Can you repeat every line of these records exactly as it appears?

Part of a data file:
· · · · ·

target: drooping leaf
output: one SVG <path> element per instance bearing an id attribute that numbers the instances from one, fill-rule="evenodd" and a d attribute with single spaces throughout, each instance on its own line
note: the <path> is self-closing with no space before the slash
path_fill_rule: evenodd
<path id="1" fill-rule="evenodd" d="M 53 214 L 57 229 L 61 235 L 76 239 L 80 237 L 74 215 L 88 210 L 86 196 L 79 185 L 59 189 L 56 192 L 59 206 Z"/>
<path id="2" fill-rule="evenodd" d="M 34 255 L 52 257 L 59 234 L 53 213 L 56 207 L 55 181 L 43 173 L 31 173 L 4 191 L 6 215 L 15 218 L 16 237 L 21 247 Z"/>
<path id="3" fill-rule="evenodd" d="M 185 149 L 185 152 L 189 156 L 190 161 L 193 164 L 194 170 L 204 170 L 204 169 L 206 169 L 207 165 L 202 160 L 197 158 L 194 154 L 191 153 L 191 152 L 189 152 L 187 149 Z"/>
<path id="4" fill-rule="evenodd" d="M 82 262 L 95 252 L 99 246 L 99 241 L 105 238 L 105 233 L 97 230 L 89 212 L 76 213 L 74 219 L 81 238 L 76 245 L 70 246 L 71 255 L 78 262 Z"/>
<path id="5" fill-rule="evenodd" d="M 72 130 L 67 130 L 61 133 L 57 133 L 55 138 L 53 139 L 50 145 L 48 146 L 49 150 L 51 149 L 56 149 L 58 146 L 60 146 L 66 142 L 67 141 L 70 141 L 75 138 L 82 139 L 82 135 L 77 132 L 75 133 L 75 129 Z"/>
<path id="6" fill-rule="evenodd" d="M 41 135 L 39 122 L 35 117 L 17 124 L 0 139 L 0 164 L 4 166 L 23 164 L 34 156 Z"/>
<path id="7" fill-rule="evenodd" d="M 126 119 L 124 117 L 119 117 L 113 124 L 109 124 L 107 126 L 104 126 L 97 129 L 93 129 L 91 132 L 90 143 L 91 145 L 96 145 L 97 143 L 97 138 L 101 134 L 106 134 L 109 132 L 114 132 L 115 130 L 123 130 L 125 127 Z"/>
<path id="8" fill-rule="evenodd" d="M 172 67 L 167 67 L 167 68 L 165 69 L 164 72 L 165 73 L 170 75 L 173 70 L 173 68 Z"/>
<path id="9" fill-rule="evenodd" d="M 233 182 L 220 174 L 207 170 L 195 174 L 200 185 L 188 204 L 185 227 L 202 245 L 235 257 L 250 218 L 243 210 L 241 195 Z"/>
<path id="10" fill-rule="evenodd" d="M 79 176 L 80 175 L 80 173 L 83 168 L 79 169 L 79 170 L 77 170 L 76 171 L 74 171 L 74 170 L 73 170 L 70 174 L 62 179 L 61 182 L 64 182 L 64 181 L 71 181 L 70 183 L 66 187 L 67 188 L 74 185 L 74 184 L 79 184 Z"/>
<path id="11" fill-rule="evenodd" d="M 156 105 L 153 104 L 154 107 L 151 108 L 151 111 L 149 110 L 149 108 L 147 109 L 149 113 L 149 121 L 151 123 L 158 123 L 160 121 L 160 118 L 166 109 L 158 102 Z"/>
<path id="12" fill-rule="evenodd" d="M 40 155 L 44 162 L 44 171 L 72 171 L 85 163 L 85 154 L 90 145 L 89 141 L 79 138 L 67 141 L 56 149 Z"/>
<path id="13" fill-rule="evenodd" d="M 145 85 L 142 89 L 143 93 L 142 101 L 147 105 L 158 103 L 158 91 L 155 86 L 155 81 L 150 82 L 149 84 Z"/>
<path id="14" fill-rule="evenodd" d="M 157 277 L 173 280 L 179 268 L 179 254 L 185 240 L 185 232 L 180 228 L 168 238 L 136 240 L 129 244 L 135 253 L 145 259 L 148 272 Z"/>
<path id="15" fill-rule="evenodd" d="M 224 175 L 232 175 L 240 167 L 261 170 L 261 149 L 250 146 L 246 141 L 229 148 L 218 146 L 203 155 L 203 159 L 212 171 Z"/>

· · · · ·

* [Written answer]:
target: drooping leaf
output: one SVG <path> element per instance bearing an id attribute that numbers the instances from one, fill-rule="evenodd" and a d attribute with single spaces throughout, each instance on its own line
note: the <path> is self-closing with no space before the slash
path_fill_rule: evenodd
<path id="1" fill-rule="evenodd" d="M 53 214 L 57 229 L 61 235 L 76 239 L 80 237 L 74 215 L 88 210 L 86 196 L 79 185 L 59 189 L 56 192 L 59 206 Z"/>
<path id="2" fill-rule="evenodd" d="M 34 255 L 52 257 L 59 234 L 53 213 L 56 207 L 55 181 L 43 173 L 31 173 L 4 191 L 6 215 L 15 218 L 16 237 L 21 247 Z"/>
<path id="3" fill-rule="evenodd" d="M 185 149 L 185 152 L 189 156 L 190 161 L 193 164 L 194 170 L 204 170 L 204 169 L 206 169 L 207 165 L 202 160 L 197 158 L 194 154 L 191 153 L 191 152 L 189 152 L 187 149 Z"/>
<path id="4" fill-rule="evenodd" d="M 82 262 L 95 252 L 99 246 L 99 241 L 105 238 L 105 233 L 97 230 L 89 212 L 76 213 L 74 219 L 81 238 L 76 245 L 70 246 L 71 255 L 78 262 Z"/>
<path id="5" fill-rule="evenodd" d="M 72 130 L 67 130 L 61 133 L 57 133 L 55 138 L 53 139 L 50 145 L 48 146 L 49 150 L 51 149 L 56 149 L 58 146 L 60 146 L 66 142 L 67 141 L 70 141 L 75 138 L 82 139 L 82 135 L 77 132 L 75 133 L 75 129 Z"/>
<path id="6" fill-rule="evenodd" d="M 41 135 L 39 122 L 35 117 L 17 124 L 0 139 L 0 164 L 4 166 L 23 164 L 34 156 Z"/>
<path id="7" fill-rule="evenodd" d="M 126 119 L 124 117 L 119 117 L 113 124 L 109 124 L 107 126 L 104 126 L 97 129 L 93 129 L 91 132 L 90 143 L 91 145 L 96 145 L 97 143 L 97 138 L 101 134 L 106 134 L 109 132 L 114 132 L 115 130 L 123 130 L 125 127 Z"/>
<path id="8" fill-rule="evenodd" d="M 172 67 L 167 67 L 167 68 L 165 69 L 164 72 L 165 73 L 170 75 L 173 70 L 173 68 Z"/>
<path id="9" fill-rule="evenodd" d="M 233 182 L 220 174 L 207 170 L 195 174 L 200 185 L 188 204 L 185 227 L 202 245 L 235 257 L 250 218 L 243 210 L 241 195 Z"/>
<path id="10" fill-rule="evenodd" d="M 79 176 L 80 175 L 80 173 L 83 168 L 79 169 L 79 170 L 77 170 L 76 171 L 74 171 L 74 170 L 73 170 L 70 174 L 62 179 L 61 182 L 64 182 L 64 181 L 71 181 L 70 183 L 66 187 L 67 188 L 74 185 L 74 184 L 79 184 Z"/>
<path id="11" fill-rule="evenodd" d="M 156 105 L 153 104 L 154 107 L 151 108 L 151 111 L 149 110 L 149 108 L 147 109 L 149 113 L 149 121 L 151 123 L 158 123 L 160 121 L 160 118 L 166 109 L 158 102 Z"/>
<path id="12" fill-rule="evenodd" d="M 40 155 L 44 162 L 44 171 L 72 171 L 85 163 L 85 154 L 90 145 L 89 141 L 79 138 L 67 141 L 56 149 Z"/>
<path id="13" fill-rule="evenodd" d="M 145 85 L 142 89 L 143 93 L 142 101 L 147 105 L 158 103 L 158 91 L 155 86 L 155 81 L 150 82 L 149 84 Z"/>
<path id="14" fill-rule="evenodd" d="M 157 277 L 173 280 L 179 268 L 179 254 L 185 240 L 185 232 L 180 228 L 168 238 L 136 240 L 129 244 L 135 253 L 145 259 L 148 272 Z"/>
<path id="15" fill-rule="evenodd" d="M 224 175 L 232 175 L 240 167 L 261 170 L 261 149 L 250 146 L 246 141 L 229 148 L 218 146 L 203 155 L 203 159 L 212 171 Z"/>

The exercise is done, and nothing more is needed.